You know what sucks? Being stood up. Maybe I shouldn't admit this but…I finally got up the courage to go to therapy, no reason in particular because I have come a LONG way fixing myself. There were a few things that I've had been having trouble with - mainly with insecurities and having trouble opening up and connecting beyond the acquaintance level(due to experiences in the past.) Even those I've come a long way with handling myself and I've been opening up a ton lately, which has been a bit overwhelming but it hasn't been as bad as I thought. Anyway…
Well, I've been toying with the idea that maybe I should talk with someone, kind of get another perspective and mainly just encouragement and validation that I am heading in the right direction. I sorted through a bunch via emails and phone and finally found what I thought was the perfect one…most of the others that I spoke with one the phone and via email specialized in addiction, and all these things that I didn't have a problem with. Then I found one. One that deal with personal issues stemming from past experiences. It almost sounded too perfect. I made an appointment, took the morning off from work..

_ _ _ _ _ _ _

■ **ACTION ITEM A**
In the post about going to therapy, list each thing the writer hoped to get from talking with someone.
■ **ACTION ITEM B**
Carry on the post about being stood up for therapy, starting right after its last sentence.

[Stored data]
_ _ _ _ _ _ _

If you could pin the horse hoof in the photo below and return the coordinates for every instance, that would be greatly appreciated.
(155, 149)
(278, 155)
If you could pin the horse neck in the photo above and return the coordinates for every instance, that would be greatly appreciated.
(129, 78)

_ _ _ _ _ _ _

■ **ANSWER BOX A**
- another perspective
- encouragement
- validation that I am heading in the right direction

■ **ANSWER BOX B**
Well, I was stood up. The person never showed. I arrived at the office, slightly nervous, not really knowing what to expect, but I was positive. I checked in and was told "have a seat..so and so isn't here yet" So I waited. And waited. Finally after a half hour of waiting, I went back to the desk to ask for an update. Needing to get to work, I left my number at the desk and went to work. I was a little peeved to be honest. And my first few hours at work, I was a little flustered and screwed up a few thing, but it was nothing major... But it confirmed a few things for me. By the end of the day, I was feeling great.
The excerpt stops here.